**Required work**. Gather every line below that contains the string "table", and copy each such line in full.

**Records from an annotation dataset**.
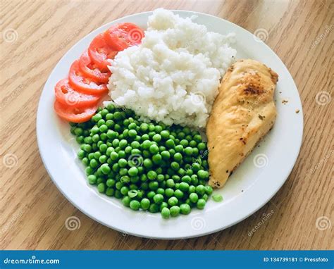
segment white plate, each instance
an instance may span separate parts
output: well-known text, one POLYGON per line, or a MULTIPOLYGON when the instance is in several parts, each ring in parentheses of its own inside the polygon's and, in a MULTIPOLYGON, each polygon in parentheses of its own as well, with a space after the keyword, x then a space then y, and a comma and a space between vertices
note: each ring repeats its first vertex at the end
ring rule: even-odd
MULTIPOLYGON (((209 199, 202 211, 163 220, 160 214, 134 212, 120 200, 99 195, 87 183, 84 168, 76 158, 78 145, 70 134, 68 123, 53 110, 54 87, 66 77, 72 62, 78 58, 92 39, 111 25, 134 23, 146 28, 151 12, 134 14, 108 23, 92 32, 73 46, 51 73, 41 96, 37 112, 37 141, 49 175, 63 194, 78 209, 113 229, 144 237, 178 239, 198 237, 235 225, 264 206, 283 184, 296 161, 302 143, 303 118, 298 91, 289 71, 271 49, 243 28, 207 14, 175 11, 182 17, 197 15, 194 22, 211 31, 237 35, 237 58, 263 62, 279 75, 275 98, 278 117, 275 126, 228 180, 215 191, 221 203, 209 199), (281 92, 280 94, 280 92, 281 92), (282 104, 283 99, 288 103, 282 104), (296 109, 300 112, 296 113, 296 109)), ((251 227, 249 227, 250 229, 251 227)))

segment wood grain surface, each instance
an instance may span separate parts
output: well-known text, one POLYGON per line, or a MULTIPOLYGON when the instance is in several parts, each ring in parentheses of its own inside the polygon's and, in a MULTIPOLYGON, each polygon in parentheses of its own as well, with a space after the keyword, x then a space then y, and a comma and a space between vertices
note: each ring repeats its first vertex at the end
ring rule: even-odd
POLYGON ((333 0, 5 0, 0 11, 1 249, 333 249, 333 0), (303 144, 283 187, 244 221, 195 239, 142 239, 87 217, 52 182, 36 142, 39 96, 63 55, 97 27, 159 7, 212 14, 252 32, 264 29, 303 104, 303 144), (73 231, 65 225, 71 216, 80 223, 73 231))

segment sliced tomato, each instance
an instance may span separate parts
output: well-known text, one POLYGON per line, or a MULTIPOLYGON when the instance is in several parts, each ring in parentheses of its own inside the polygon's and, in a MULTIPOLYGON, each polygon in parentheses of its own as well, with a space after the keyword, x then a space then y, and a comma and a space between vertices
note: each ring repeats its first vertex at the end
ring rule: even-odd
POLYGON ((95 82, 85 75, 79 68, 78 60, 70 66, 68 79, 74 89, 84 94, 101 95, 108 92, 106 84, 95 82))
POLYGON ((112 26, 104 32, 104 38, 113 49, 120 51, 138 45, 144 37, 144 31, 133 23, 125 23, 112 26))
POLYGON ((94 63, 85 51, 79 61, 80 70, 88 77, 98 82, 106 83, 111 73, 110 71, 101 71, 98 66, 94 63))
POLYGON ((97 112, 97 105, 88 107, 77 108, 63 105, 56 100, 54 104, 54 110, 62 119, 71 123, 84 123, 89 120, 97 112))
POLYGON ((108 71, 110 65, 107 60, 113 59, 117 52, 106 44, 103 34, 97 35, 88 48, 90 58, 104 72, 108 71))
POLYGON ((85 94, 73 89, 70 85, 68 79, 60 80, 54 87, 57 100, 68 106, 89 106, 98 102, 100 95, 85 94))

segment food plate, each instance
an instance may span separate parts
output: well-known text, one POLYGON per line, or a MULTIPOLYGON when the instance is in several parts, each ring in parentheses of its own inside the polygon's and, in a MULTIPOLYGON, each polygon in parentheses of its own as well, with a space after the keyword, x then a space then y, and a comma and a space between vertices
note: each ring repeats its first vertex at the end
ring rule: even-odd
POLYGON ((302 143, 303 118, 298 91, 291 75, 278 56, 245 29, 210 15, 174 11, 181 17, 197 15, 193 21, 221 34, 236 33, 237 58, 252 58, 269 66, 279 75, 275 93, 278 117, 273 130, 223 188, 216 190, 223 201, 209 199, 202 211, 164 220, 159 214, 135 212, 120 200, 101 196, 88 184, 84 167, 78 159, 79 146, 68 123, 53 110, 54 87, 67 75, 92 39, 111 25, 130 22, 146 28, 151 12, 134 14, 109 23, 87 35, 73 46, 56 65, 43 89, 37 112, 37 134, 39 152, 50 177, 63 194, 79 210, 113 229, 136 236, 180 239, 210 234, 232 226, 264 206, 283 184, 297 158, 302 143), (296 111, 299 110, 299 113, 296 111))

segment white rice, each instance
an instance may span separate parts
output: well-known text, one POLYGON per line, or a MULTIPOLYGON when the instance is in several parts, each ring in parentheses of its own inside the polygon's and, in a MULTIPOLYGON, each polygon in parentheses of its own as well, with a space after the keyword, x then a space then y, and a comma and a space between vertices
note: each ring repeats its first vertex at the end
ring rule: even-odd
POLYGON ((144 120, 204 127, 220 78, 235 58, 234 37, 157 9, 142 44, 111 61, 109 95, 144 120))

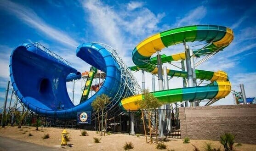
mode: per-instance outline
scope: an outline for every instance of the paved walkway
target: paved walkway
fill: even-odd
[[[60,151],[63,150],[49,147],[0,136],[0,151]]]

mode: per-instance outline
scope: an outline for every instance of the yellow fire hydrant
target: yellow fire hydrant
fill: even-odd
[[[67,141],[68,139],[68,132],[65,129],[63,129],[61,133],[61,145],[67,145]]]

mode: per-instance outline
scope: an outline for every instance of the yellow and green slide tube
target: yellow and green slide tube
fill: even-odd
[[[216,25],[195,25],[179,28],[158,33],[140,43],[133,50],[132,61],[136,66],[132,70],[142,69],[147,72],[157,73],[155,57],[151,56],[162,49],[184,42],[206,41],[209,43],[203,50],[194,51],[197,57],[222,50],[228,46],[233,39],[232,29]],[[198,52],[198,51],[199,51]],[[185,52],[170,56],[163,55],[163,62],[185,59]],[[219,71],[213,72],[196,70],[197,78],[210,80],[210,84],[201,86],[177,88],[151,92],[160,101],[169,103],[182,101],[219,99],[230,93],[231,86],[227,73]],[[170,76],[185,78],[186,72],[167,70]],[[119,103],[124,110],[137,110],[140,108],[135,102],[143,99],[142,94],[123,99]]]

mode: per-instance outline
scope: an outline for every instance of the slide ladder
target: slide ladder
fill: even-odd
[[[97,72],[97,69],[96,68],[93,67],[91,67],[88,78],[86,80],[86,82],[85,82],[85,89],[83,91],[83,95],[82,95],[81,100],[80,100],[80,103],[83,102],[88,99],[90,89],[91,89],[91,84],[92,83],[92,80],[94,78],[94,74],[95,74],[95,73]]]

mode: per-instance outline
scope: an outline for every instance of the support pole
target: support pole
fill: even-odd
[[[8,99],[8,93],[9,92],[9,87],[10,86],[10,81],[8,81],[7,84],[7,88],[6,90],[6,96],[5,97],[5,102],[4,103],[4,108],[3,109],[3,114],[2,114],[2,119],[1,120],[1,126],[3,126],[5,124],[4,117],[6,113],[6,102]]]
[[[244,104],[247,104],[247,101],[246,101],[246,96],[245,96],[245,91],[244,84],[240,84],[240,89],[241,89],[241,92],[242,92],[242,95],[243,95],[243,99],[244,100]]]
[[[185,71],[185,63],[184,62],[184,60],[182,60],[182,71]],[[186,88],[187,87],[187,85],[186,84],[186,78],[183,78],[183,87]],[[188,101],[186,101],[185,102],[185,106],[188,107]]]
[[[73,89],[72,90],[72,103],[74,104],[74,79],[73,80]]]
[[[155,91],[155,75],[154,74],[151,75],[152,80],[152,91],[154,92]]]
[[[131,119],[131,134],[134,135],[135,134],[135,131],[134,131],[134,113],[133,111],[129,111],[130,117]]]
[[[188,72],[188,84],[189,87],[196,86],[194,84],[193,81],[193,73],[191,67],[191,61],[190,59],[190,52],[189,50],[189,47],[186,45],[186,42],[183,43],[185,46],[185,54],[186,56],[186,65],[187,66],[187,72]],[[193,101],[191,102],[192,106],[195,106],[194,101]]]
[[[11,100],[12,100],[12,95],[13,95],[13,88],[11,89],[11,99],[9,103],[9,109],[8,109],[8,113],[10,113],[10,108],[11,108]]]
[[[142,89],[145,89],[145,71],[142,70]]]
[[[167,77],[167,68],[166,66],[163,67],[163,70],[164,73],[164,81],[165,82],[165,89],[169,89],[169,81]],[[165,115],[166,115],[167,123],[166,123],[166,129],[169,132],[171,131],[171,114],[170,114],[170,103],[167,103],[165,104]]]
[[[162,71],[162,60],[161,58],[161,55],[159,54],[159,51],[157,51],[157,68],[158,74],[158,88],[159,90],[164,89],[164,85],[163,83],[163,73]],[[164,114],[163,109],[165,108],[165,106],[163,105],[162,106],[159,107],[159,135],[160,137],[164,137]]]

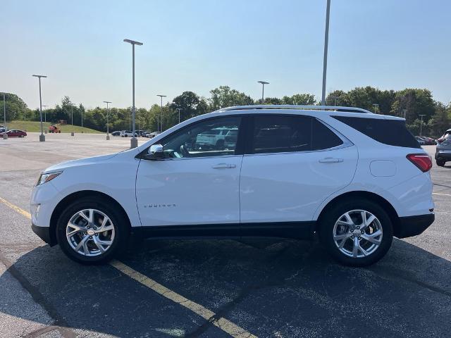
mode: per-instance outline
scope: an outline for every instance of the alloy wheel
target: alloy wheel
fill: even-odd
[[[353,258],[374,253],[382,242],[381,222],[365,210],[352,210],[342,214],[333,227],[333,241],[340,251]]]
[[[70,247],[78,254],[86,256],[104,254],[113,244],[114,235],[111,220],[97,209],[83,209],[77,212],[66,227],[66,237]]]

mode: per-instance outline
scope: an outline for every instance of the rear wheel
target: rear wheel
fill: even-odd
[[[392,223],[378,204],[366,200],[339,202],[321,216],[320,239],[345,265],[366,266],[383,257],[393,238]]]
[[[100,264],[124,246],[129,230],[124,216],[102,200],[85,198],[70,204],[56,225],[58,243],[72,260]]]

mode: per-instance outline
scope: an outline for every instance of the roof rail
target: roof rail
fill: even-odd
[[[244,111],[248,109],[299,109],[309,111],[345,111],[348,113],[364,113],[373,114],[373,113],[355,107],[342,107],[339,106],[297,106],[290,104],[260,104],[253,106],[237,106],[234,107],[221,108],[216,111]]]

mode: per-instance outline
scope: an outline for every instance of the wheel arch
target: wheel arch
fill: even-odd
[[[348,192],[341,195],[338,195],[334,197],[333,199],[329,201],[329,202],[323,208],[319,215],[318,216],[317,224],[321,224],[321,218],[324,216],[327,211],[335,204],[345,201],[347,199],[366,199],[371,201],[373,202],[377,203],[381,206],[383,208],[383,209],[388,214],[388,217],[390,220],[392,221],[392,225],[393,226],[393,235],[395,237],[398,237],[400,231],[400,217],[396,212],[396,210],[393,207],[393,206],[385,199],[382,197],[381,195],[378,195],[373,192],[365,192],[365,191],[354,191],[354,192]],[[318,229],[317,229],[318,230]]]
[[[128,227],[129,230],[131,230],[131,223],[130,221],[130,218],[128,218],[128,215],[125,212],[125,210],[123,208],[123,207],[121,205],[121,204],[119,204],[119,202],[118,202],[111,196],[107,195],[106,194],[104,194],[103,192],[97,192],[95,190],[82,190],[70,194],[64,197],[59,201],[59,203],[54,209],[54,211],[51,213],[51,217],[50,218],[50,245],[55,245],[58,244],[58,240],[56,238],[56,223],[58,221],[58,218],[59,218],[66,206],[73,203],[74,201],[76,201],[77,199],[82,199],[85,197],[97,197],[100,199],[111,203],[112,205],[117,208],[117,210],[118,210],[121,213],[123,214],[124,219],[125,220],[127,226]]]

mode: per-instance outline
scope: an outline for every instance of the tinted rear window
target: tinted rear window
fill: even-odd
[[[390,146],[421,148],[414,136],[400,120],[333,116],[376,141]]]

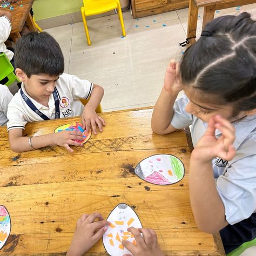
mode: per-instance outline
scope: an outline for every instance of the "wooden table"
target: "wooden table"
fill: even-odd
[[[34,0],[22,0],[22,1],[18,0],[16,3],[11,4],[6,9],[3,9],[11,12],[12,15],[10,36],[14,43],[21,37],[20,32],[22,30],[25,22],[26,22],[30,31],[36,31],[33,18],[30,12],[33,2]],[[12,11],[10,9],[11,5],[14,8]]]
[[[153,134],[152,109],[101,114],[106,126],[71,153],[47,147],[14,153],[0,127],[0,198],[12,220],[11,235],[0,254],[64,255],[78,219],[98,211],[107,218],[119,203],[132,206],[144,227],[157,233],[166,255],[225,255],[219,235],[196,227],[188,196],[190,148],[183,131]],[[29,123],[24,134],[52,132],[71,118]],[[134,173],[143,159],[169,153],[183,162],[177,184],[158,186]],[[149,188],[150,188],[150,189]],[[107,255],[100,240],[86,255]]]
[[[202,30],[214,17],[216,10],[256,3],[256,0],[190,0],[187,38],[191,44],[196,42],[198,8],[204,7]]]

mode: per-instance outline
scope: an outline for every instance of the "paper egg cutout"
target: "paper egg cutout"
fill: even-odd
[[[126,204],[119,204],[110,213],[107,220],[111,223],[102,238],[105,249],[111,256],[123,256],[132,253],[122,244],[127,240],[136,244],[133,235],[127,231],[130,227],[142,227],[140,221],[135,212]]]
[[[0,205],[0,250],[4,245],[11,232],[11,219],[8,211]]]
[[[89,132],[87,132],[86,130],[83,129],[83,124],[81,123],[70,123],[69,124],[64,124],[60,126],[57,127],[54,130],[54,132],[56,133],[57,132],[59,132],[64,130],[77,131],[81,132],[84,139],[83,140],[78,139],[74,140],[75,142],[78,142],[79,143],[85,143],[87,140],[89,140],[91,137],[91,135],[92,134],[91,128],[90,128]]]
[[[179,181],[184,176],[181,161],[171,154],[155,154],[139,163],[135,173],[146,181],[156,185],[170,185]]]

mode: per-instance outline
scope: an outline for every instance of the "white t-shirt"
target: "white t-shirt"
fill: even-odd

**Full answer**.
scope: an outline for every instance of the "wooden table"
target: "wooden table"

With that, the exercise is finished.